● **Fragmento de texto**:
-*-

Enlazando esta negación de la dimensión política del conflicto armado con otras categorizaciones absolutistas, cabe destacar que otro de los lemas postfeministas que más se obstinan en repetir es que mientras haya mujeres muertas por la violencia machista, no habrá paz. Semejante verdad de perogrullo no merecería ser respondida de no ser por la insistencia en mezclar los años de lucha armada y sus consecuencias con los asesinatos machistas, estableciendo extraños lazos entre ambos o sugiriendo discriminaciones derivadas de la lucha armada.

Un ejemplo de ello lo podemos ver en el artículo “Gatazka, normalizazioa eta feminismoa” donde se sugiere que a las personas muertas en el conflicto se les ha ofrecido distinta importancia en función de si eran mujeres u hombres (desde el ámbito del movimiento popular). Como si las muertes de Blanca Antepara, Kontxi Sanchís, Pili Arzuaga o de Olaia Kastresana (todas en ellas en circunstancias muy distintas) no se hubieran lamentado y homenajeado en la misma medida que las de otros hombres.

Con todo, el lema no es sino una reapropiación de las postfeministas vascas de una de las reivindicaciones de la mujeres de algunos países de Latinoamérica, que vieron que tras años de militancia en diferentes guerrillas, cuando sus organizaciones entablaron conversaciones con el Estado, sus necesidades y reivindicaciones específicas fueron ignoradas. Trasladar esos planteamientos a Euskal Herria es tramposo por numerosas razones, de las que caben destacar solo las más importantes.

En primer lugar, nadie ha hablado de paz en el escenario posterior al final de la lucha armada de ETA, ni se han iniciado negociaciones de ninguna clase. Cientos de personas siguen presas y a muchas otras se les han abierto nuevas causas o mantienen otras activas y la dispersión es una realidad que se constata cada fin de semana, por poner varios ejemplos (la rueda de la represión no se ha detenido como demuestran los dos huelguistas que fueron encarcelados). Es más, ni siquiera los más recalcitrantes sectores de la extrema derecha hablan de paz en la medida que ETA no ha entregado las armas. Por tanto, hablar de paz en un contexto de conflicto no armado es insultante.

-*-

[Entradas almacenadas]
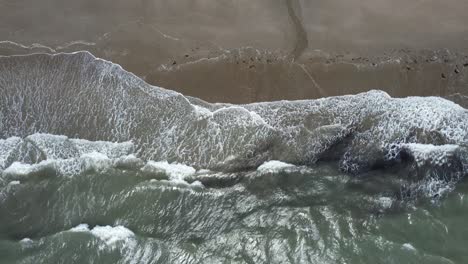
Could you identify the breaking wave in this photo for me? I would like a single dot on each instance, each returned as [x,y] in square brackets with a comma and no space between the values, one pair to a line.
[79,96]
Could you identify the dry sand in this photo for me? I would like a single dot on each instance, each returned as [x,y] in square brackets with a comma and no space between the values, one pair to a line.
[242,51]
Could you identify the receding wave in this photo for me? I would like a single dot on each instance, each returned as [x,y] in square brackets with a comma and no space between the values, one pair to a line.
[80,96]
[98,166]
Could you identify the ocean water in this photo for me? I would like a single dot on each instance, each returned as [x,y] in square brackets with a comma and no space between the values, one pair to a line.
[97,166]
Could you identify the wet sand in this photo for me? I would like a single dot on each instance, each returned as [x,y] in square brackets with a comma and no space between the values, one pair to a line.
[245,51]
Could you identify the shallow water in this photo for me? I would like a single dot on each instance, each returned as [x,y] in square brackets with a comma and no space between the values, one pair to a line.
[313,215]
[97,166]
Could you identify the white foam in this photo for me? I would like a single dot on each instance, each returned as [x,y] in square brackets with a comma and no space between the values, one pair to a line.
[95,161]
[26,240]
[273,166]
[436,155]
[408,246]
[14,183]
[175,171]
[111,235]
[80,228]
[108,234]
[128,162]
[21,170]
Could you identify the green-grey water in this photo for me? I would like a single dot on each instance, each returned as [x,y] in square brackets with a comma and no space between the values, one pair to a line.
[98,166]
[318,215]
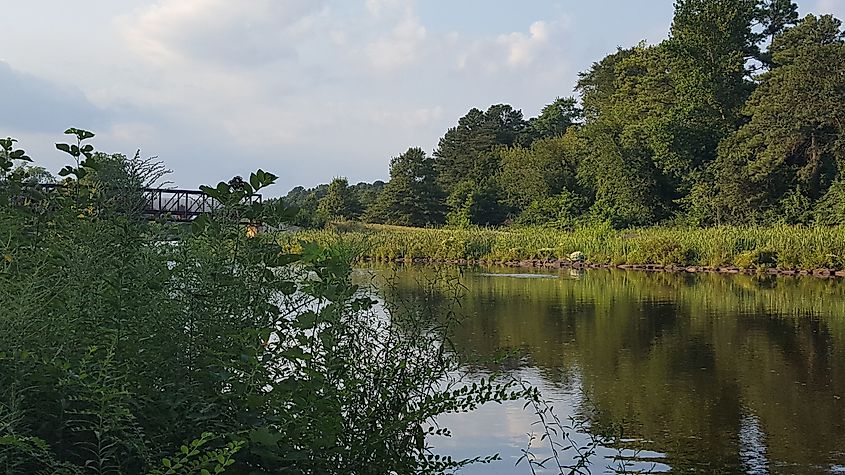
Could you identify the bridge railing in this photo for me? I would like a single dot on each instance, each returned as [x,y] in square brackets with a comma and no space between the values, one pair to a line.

-*-

● **Tarea planteada A**: ¿Qué artículo menciona el fragmento como ejemplo de que a las personas muertas en el conflicto se les ha dado distinta importancia según fueran mujeres u hombres?
● **Tarea planteada B**: Imprime del fragmento todo lo que va desde "Un ejemplo de" hasta "de otros hombres.", ambos incluidos.

● **Solución propuesta A**: «Gatazka, normalizazioa eta feminismoa».

● **Solución propuesta B**:
Un ejemplo de ello lo podemos ver en el artículo “Gatazka, normalizazioa eta feminismoa” donde se sugiere que a las personas muertas en el conflicto se les ha ofrecido distinta importancia en función de si eran mujeres u hombres (desde el ámbito del movimiento popular). Como si las muertes de Blanca Antepara, Kontxi Sanchís, Pili Arzuaga o de Olaia Kastresana (todas en ellas en circunstancias muy distintas) no se hubieran lamentado y homenajeado en la misma medida que las de otros hombres.